(CHALLENGE): Substitute "window frame" for every occurrence of "white window frame" in the lines below, then write them out again with everything else unchanged.

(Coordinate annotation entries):

------------------------------------------------------------------------

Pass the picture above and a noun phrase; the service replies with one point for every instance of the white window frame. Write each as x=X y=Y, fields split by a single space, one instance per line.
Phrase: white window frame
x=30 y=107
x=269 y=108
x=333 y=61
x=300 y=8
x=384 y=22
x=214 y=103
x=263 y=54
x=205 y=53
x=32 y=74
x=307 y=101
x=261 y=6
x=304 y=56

------------------------------------------------------------------------

(RESULT OF THIS EXERCISE):
Pass the picture above and a noun phrase; the service replies with one point for every instance of the window frame. Write each as x=X y=Y, fields split by a single space, one instance per line.
Phrase: window frame
x=30 y=107
x=269 y=108
x=333 y=61
x=300 y=8
x=384 y=22
x=214 y=103
x=263 y=54
x=205 y=53
x=32 y=74
x=307 y=101
x=261 y=6
x=304 y=56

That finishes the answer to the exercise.